_DATA FOR THIS EXERCISE_
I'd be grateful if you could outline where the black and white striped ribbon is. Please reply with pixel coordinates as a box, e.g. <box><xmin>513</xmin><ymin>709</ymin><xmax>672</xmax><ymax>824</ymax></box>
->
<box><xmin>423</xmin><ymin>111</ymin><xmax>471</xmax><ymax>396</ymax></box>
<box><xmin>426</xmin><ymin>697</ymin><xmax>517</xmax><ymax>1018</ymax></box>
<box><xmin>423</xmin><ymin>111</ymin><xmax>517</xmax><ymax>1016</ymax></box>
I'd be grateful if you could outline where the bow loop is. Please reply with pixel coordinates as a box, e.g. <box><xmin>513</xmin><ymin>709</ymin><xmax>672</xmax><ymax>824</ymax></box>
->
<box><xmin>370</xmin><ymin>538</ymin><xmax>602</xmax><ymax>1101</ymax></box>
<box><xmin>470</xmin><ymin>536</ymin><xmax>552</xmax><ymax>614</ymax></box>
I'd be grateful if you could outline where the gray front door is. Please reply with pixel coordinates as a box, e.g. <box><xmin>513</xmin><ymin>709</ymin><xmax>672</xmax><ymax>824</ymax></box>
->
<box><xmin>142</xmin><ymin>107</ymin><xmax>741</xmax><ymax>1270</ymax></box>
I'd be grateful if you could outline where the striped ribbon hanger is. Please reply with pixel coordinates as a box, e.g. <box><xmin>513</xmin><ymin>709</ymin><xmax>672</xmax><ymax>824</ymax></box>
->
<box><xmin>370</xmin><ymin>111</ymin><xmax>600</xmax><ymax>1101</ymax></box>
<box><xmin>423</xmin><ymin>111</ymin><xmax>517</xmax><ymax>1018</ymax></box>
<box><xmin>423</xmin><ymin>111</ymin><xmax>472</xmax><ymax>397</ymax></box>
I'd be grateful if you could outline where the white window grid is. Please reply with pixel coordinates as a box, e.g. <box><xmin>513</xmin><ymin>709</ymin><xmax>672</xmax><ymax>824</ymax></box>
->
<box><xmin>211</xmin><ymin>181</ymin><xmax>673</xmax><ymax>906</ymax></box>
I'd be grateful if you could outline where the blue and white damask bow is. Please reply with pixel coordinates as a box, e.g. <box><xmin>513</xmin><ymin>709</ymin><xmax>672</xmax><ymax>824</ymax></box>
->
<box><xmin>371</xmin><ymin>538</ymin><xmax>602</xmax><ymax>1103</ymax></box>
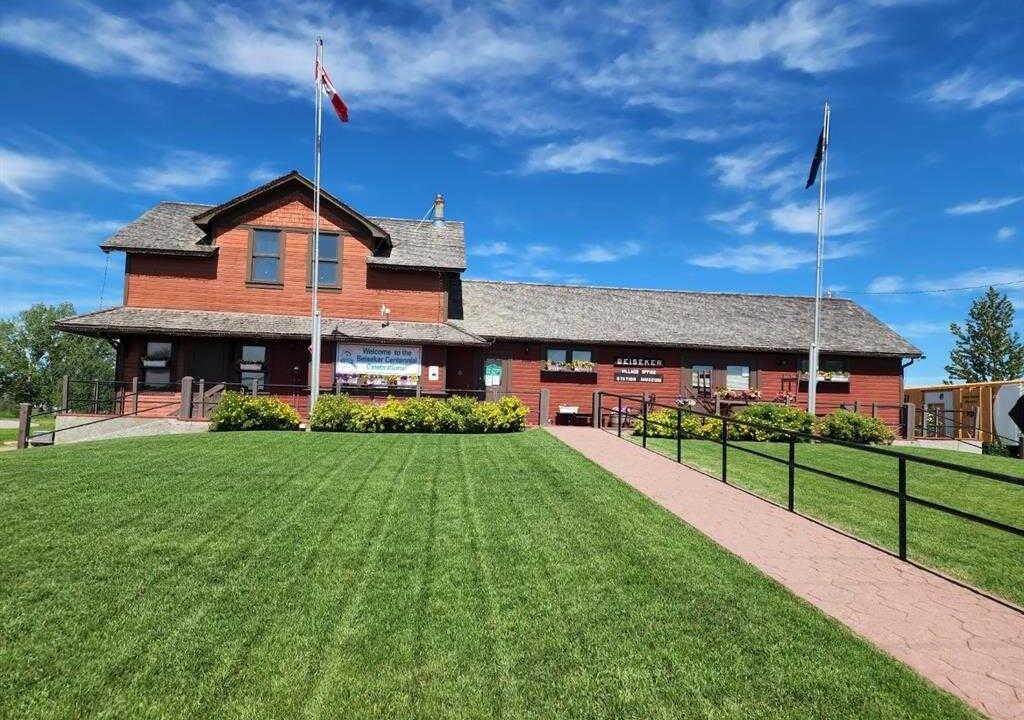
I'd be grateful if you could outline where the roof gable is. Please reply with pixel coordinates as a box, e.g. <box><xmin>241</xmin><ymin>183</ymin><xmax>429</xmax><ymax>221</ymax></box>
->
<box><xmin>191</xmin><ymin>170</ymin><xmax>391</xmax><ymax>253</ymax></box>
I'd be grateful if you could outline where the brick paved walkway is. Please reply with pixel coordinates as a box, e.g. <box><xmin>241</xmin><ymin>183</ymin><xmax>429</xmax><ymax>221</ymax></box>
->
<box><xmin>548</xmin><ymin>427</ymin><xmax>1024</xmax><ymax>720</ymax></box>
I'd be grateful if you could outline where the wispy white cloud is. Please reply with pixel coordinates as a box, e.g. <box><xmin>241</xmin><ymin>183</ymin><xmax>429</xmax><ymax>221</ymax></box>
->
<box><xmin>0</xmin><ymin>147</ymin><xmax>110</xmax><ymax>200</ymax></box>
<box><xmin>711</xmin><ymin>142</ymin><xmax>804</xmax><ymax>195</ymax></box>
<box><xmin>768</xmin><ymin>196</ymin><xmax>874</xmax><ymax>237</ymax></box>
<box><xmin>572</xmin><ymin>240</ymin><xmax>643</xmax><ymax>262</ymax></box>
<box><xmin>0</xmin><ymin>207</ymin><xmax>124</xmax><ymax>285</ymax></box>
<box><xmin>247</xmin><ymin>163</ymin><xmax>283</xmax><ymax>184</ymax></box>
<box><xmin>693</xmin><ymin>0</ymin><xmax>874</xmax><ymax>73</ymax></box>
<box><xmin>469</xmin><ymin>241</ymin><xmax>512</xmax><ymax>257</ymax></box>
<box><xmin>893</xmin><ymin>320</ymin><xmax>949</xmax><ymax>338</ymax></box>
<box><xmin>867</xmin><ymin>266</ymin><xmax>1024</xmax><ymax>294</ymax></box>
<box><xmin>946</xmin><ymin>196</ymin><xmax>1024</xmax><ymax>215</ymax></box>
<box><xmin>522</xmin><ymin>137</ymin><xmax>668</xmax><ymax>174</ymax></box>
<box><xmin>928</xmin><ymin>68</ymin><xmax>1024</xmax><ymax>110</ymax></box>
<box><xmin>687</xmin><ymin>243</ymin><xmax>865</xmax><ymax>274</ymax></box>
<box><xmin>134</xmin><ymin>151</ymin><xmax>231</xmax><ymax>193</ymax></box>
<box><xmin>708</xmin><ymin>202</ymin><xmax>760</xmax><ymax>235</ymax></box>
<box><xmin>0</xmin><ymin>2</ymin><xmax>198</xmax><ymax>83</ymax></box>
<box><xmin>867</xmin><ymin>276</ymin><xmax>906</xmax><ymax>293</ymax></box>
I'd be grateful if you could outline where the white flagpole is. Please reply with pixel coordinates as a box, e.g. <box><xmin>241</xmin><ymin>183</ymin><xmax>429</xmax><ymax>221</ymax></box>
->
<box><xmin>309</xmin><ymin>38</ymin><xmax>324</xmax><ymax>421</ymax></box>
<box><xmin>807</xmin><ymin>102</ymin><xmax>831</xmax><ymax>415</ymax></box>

_WHAT YOU ARE ASKED TO DO_
Please pull out every line of the material above that contains the word "ribbon". Case counts, so copy only lines where it appears with the same capitalization.

_COMPLETE OUTPUT_
I'd be grateful if you could outline where the black and white striped ribbon is. Please reply with pixel coordinates as a box, e.g. <box><xmin>513</xmin><ymin>709</ymin><xmax>672</xmax><ymax>824</ymax></box>
I'd be grateful if you could outline where the striped ribbon hanger is. Please reply with pixel coordinates as a box, e.g. <box><xmin>513</xmin><ymin>709</ymin><xmax>672</xmax><ymax>824</ymax></box>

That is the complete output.